TASK PROMPT:
Please copy these lines word for word, exactly as they appear.

── TASK INPUTS

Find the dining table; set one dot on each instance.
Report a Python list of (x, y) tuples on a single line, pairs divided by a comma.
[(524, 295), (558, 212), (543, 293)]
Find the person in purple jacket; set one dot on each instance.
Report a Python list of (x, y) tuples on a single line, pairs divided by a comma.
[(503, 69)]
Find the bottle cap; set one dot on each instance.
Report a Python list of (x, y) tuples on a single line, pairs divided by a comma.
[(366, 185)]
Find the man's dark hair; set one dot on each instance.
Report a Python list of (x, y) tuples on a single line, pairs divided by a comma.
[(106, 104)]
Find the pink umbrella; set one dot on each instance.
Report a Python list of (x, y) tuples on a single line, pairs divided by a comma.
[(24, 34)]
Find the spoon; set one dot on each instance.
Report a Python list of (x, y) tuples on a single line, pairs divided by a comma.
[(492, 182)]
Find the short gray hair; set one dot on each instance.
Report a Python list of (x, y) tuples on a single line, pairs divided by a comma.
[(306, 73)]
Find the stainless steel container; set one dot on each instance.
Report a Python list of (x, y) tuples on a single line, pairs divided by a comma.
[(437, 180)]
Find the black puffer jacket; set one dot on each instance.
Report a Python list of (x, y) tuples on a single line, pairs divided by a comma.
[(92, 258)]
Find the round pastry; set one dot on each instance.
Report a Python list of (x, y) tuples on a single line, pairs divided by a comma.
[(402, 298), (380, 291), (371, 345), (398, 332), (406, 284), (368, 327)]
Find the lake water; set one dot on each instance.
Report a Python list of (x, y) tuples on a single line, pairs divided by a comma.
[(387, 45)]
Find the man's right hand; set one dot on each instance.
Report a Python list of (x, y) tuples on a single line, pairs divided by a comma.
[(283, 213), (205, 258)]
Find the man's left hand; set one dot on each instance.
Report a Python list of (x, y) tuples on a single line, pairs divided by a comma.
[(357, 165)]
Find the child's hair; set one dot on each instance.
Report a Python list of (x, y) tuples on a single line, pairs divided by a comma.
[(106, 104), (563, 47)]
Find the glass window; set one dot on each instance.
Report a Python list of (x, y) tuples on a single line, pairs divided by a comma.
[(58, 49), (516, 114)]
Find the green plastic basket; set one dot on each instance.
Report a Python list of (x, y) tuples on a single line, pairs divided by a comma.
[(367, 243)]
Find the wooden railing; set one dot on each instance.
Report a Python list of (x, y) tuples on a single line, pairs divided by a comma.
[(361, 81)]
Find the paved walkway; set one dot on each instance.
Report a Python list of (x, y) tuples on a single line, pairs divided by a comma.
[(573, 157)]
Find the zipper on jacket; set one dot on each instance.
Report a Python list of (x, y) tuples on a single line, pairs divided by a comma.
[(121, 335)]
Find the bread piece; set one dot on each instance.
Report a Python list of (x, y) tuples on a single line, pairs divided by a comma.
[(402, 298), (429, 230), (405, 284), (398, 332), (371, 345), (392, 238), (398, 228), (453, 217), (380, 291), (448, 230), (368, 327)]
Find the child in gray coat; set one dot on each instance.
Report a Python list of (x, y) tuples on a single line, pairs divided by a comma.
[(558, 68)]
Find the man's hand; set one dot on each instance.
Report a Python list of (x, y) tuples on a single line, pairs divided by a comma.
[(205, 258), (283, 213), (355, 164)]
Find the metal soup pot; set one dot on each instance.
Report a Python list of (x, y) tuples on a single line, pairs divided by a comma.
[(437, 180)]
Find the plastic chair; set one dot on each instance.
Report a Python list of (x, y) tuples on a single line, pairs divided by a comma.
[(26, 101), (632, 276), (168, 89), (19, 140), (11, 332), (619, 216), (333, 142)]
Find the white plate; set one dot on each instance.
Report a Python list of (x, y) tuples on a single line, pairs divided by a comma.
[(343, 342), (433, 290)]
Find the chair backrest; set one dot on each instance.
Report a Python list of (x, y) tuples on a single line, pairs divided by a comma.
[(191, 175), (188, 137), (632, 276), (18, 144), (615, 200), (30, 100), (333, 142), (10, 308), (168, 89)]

────

THE SOLUTION:
Find the dining table; set one dot on each instance.
Report a Python list of (x, y) tuples on a single line, pairs divided by a comma.
[(524, 295), (558, 212), (543, 293)]
Find the person in purple jacket; set one dot on each instance.
Report a Python list of (x, y) tuples on a single line, pairs divided by a comma.
[(503, 69)]
Find the bottle cap; set one dot on each instance.
Report a Python list of (x, y) tuples on a single line, pairs divided by a comma.
[(366, 185)]
Find the man's dark hair; set one dot on each instance.
Report a Python list of (x, y) tuples on a single line, pairs divided by a comma.
[(106, 104)]
Find the pink umbrella; set one dot on each instance.
Report a Python list of (x, y) tuples on a single line, pairs divided by a comma.
[(24, 34)]
Find the spoon; set one dot on each instance.
Report a Python list of (x, y) tuples on a single line, pairs divided by a comma.
[(492, 182)]
Find the short gray hair; set one dot on each instance.
Report a Python list of (x, y) tuples on a single line, pairs divided by a comma.
[(306, 73)]
Find the stainless steel container; set one dot on each instance.
Report a Python list of (x, y) tuples on a single line, pairs divided by a comma.
[(437, 180)]
Find the black puffer jacket; set one dot on each instance.
Report a Python list of (x, y) tuples on a single line, pairs divided by a comma.
[(92, 258)]
Find the round pastry; set one dot on each instance.
Report a Python list of (x, y) tuples on a single line, pairs divided by a comma.
[(402, 298), (380, 291), (371, 345), (398, 332), (406, 284), (368, 327)]
Find the lake water; set one dot on each instance.
Report a Python list of (x, y) tuples on a single line, pairs divided by a comma.
[(387, 45)]
Find the man's right hand; set one dot on each instance.
Report a Python list of (x, y) tuples on a single line, pairs divided by a comma.
[(283, 213), (205, 258)]
Find the man's left hand; set one dot on each instance.
Report a Python list of (x, y) tuples on a single line, pairs divided by a comma.
[(357, 165)]
Find the child's hair; set one dot on each instance.
Report a Python list of (x, y) tuples on a single line, pairs divided by a comma.
[(106, 104), (563, 47)]
Find the glass window; set one dot on each instance.
Report a Python list of (x, y) tuples on a single line, pairs divided by a comma.
[(58, 49), (516, 114)]
Find the green plastic basket; set one dot on each instance.
Report a Python list of (x, y) tuples on a single line, pairs divided by a comma.
[(367, 243)]
Find the wooden railing; set one dot on each instance.
Report a Python list of (x, y) tuples on a single line, pairs divided by a comma.
[(361, 81)]
Find the paved walkway; set one dot on each instance.
Report a Python list of (x, y) tuples on a single line, pairs divided by a comma.
[(573, 157)]
Find the zipper on jacket; set one dot on each instance.
Report a Python list of (x, y) tuples on a single line, pairs divided by a comma.
[(121, 335)]
Find the bread piece; set one dot on each instance.
Report a Python list of (x, y) tuples on a single line, pairs divided by a comma.
[(402, 298), (429, 230), (405, 284), (398, 332), (371, 345), (392, 238), (398, 228), (453, 217), (380, 291), (448, 230), (368, 327)]
Find the child in gray coat; set one dot on each instance.
Report a Python list of (x, y) tuples on a single line, pairs divided by a comma.
[(558, 68)]
Find the man's hand; set one dot on each instance.
Report a Python list of (x, y) tuples on a single line, pairs divided by a comma.
[(205, 258), (283, 213), (355, 164)]
Find the metal soup pot; set one dot on each instance.
Report a Python list of (x, y) tuples on a single line, pairs divided by a comma.
[(437, 180)]
Find the plastic chair; set one dot on each instance.
Report a Python list of (x, y) tuples on a single line, pairs divided by a comma.
[(26, 101), (632, 276), (168, 89), (19, 140), (11, 332), (619, 216), (333, 142)]
Find the white plate; set one dot on each instance.
Report a Python list of (x, y) tuples on a single line, pairs divided by a comma.
[(343, 342), (433, 290)]
Find the chair backrest; set one dot on each instance.
Report a Python list of (x, y) tuples on a single line, pairs divided by a comma.
[(191, 175), (188, 137), (632, 276), (18, 144), (615, 200), (30, 100), (333, 142), (10, 308), (168, 89)]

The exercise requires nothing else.